**Exercise objective**
Could you print each line of the material below exactly?

┄┄┄┄┄┄┄┄┄┄

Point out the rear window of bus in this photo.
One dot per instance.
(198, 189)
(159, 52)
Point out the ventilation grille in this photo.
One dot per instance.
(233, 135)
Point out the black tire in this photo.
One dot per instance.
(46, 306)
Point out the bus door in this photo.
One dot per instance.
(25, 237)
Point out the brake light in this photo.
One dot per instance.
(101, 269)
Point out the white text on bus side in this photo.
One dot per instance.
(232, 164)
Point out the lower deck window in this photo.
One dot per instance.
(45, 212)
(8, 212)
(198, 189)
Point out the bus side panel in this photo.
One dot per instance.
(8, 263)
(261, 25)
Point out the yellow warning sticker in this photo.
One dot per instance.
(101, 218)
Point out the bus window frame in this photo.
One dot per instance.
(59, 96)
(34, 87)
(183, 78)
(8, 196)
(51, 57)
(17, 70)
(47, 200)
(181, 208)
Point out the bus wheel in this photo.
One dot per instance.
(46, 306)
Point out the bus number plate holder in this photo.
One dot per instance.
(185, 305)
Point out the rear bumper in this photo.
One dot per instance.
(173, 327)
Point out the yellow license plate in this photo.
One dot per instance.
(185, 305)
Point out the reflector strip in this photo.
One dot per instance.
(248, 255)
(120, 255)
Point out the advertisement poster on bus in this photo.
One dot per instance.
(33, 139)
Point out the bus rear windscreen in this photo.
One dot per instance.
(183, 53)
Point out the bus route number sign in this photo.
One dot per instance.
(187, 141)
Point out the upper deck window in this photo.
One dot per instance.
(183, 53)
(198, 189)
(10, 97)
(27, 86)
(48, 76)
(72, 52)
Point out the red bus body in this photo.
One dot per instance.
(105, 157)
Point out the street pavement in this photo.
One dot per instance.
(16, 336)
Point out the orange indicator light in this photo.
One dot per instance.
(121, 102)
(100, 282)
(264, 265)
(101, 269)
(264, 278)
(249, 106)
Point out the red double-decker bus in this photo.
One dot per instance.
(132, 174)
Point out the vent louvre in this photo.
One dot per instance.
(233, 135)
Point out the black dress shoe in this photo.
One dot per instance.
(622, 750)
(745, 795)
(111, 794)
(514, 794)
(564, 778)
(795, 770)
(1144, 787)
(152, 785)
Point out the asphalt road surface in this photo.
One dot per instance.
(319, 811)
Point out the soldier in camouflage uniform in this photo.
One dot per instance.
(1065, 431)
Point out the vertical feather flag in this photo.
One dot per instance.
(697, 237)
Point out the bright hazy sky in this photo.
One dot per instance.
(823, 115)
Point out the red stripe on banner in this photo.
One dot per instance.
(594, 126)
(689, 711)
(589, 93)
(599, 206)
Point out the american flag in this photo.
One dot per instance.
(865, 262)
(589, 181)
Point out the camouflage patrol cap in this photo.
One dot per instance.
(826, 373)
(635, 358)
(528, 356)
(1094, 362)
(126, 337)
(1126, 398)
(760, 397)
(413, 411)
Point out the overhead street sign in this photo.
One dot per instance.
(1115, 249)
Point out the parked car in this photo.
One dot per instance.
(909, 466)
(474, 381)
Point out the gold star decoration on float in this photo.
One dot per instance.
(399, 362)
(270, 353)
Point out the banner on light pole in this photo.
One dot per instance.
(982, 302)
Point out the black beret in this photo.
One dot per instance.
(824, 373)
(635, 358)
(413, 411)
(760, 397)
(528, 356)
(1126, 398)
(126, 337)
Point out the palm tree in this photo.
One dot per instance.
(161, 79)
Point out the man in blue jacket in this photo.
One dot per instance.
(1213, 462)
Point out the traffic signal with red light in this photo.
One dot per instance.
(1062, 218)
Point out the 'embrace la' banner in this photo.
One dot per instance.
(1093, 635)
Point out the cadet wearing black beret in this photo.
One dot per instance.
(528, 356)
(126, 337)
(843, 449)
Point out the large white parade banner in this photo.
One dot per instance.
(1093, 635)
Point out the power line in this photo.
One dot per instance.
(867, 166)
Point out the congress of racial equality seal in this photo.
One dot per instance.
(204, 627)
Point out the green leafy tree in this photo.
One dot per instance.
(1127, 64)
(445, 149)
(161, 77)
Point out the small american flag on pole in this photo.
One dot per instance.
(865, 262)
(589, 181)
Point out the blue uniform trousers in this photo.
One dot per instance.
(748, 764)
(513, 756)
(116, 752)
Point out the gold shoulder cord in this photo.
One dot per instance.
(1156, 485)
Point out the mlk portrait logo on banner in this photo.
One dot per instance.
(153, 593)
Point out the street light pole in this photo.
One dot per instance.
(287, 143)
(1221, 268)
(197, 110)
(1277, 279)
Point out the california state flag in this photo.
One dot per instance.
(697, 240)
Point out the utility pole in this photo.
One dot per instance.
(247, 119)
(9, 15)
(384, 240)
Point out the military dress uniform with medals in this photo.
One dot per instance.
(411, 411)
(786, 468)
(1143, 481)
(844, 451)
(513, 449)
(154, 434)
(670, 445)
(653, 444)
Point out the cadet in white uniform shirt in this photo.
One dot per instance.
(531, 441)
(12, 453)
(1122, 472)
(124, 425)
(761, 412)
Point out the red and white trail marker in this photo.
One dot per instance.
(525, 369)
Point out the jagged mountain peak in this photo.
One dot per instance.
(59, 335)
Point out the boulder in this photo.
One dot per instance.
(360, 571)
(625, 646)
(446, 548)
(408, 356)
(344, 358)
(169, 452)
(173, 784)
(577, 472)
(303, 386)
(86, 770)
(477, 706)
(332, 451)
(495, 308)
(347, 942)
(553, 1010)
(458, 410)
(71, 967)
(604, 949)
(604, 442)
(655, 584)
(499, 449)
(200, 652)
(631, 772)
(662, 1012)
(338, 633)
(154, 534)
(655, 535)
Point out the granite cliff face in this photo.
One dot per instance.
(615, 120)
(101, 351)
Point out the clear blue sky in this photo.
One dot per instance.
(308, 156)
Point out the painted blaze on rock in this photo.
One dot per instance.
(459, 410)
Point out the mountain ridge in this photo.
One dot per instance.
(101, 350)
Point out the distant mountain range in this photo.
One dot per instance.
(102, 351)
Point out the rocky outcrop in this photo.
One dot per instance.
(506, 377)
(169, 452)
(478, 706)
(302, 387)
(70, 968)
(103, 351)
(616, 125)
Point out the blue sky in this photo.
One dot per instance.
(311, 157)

┄┄┄┄┄┄┄┄┄┄

**Your solution**
Point out the rear window of bus in this photo.
One dot per instance.
(198, 189)
(159, 52)
Point out the ventilation grille in this photo.
One dot per instance.
(233, 135)
Point out the black tire in this photo.
One dot per instance.
(46, 306)
Point out the bus door in this photo.
One dot per instance.
(25, 237)
Point out the brake light in this photo.
One dot per instance.
(101, 269)
Point out the white text on bus side in this photo.
One dot per instance.
(232, 164)
Point out the lower deck window in this photo.
One dot per instance.
(45, 212)
(8, 212)
(198, 189)
Point out the bus side panel in this photo.
One dot per instance.
(8, 263)
(261, 25)
Point out the yellow warning sticker in this photo.
One dot per instance.
(101, 218)
Point out the bus window frame in this photo.
One dot per instance.
(59, 96)
(34, 87)
(183, 78)
(8, 196)
(51, 57)
(17, 70)
(47, 200)
(181, 208)
Point out the bus wheel in this photo.
One dot per instance.
(46, 306)
Point out the bus number plate holder in this photo.
One dot per instance.
(185, 305)
Point out the rear bumper in this photo.
One dot per instance.
(173, 327)
Point out the yellow license plate in this photo.
One dot per instance.
(185, 305)
Point out the reflector strip in this photo.
One dot per instance.
(248, 255)
(120, 255)
Point out the advertisement poster on bus in this photo.
One dot per instance.
(33, 139)
Point out the bus rear windscreen in this photo.
One dot per instance.
(183, 53)
Point out the bus route number sign in this photo.
One dot per instance.
(187, 141)
Point out the upper deck window in this photo.
One dot per instance.
(183, 53)
(198, 189)
(10, 97)
(27, 86)
(48, 76)
(72, 52)
Point out the red bus body in this photo.
One dot per instance.
(105, 157)
Point out the street pavement in this photo.
One dot per instance.
(16, 336)
Point out the orange indicator light in this photo.
One dot per instance.
(121, 102)
(100, 282)
(264, 265)
(101, 269)
(264, 278)
(249, 106)
Point out the red double-decker bus in this photo.
One dot per instance.
(132, 174)
Point out the vent louvre in this photo.
One dot per instance.
(233, 135)
Point out the black dress shoe in this photo.
One dot per instance.
(622, 750)
(745, 795)
(111, 794)
(514, 794)
(564, 778)
(795, 770)
(1144, 787)
(152, 785)
Point out the asphalt road surface in this photo.
One dot per instance.
(319, 811)
Point out the soldier in camouflage uniform in this photo.
One dot per instance.
(1065, 431)
Point out the vertical feather flag in this photo.
One dot per instance.
(697, 237)
Point out the bright hazy sky in this photo.
One dot per instance.
(823, 115)
Point out the red stripe on banner in this photo.
One dot per instance.
(594, 126)
(689, 711)
(589, 93)
(599, 206)
Point out the american flag in this photo.
One dot per instance.
(865, 262)
(589, 181)
Point out the camouflage patrol cap in this photo.
One dot per instance.
(826, 373)
(635, 358)
(528, 356)
(1094, 362)
(126, 337)
(1126, 398)
(760, 397)
(413, 411)
Point out the overhead street sign in this photo.
One dot per instance.
(1115, 249)
Point out the parked car in this photo.
One dot per instance.
(909, 466)
(474, 381)
Point out the gold star decoration on float in this photo.
One dot per instance.
(399, 362)
(270, 353)
Point out the banner on light pole in this photo.
One dot per instance.
(982, 302)
Point out the black beret in this photo.
One dot per instance.
(824, 373)
(635, 358)
(413, 411)
(760, 397)
(528, 356)
(1126, 398)
(126, 337)
Point out the palm tree in this photo.
One dot per instance.
(161, 79)
Point out the man in blue jacket in this photo.
One dot per instance.
(1213, 462)
Point out the traffic signal with red light in this photo.
One dot per instance.
(1062, 218)
Point out the 'embrace la' banner in this photo.
One dot per instance.
(1093, 635)
Point out the cadet wearing black beret in this photo.
One dot per instance.
(528, 356)
(126, 337)
(843, 449)
Point out the large white parade banner in this photo.
One dot per instance.
(1093, 635)
Point out the power line in this photo.
One dot per instance.
(867, 166)
Point out the congress of racial equality seal in this photo.
One dot per instance.
(204, 627)
Point out the green leafy tree in this photo.
One dot per instance.
(1127, 64)
(445, 149)
(161, 77)
Point out the small american flag on pole in this photo.
One dot per instance.
(865, 262)
(589, 181)
Point out the blue uniform trousers in this photo.
One dot per instance.
(748, 764)
(513, 756)
(116, 752)
Point out the gold shoulder cord in this photo.
One dot per instance.
(1156, 485)
Point out the mlk portrait logo on banner in this photo.
One dot per instance.
(153, 593)
Point out the street light pole in this photo.
One dot per instance.
(287, 143)
(1221, 268)
(197, 110)
(1277, 279)
Point out the california state flag in this photo.
One dot per instance.
(697, 240)
Point out the utility pole in this photo.
One dot per instance.
(247, 119)
(9, 15)
(384, 240)
Point out the military dress uniform with medals in this photo.
One dot per instance.
(411, 411)
(786, 468)
(1143, 481)
(844, 451)
(513, 449)
(154, 434)
(670, 445)
(653, 444)
Point out the cadet in white uniform shirt in this photo.
One dot per instance.
(531, 441)
(12, 453)
(1122, 472)
(124, 425)
(761, 412)
Point out the red and white trail marker in this photo.
One dot per instance.
(525, 369)
Point out the jagged mountain peak in this photo.
One dot per instance.
(59, 335)
Point out the boulder in this photo.
One dot per instance.
(360, 571)
(625, 646)
(446, 548)
(408, 356)
(344, 358)
(169, 452)
(173, 784)
(577, 472)
(303, 386)
(86, 770)
(477, 706)
(332, 451)
(495, 308)
(347, 942)
(553, 1010)
(458, 410)
(71, 967)
(604, 949)
(604, 442)
(655, 584)
(499, 449)
(200, 652)
(631, 772)
(662, 1012)
(338, 633)
(154, 534)
(655, 535)
Point out the granite cliff face in this photo.
One dot per instance.
(615, 120)
(101, 351)
Point out the clear blue sky in this photo.
One dot per instance.
(308, 156)
Point out the painted blaze on rock in this photo.
One dot per instance.
(459, 410)
Point out the mountain ridge in this photo.
One dot per instance.
(101, 350)
Point out the distant mountain range in this photo.
One dot per instance.
(102, 351)
Point out the rocky outcrop in this photo.
One dot per instance.
(506, 377)
(169, 452)
(478, 706)
(302, 387)
(70, 968)
(103, 351)
(616, 125)
Point out the blue sky in this photo.
One dot per instance.
(311, 157)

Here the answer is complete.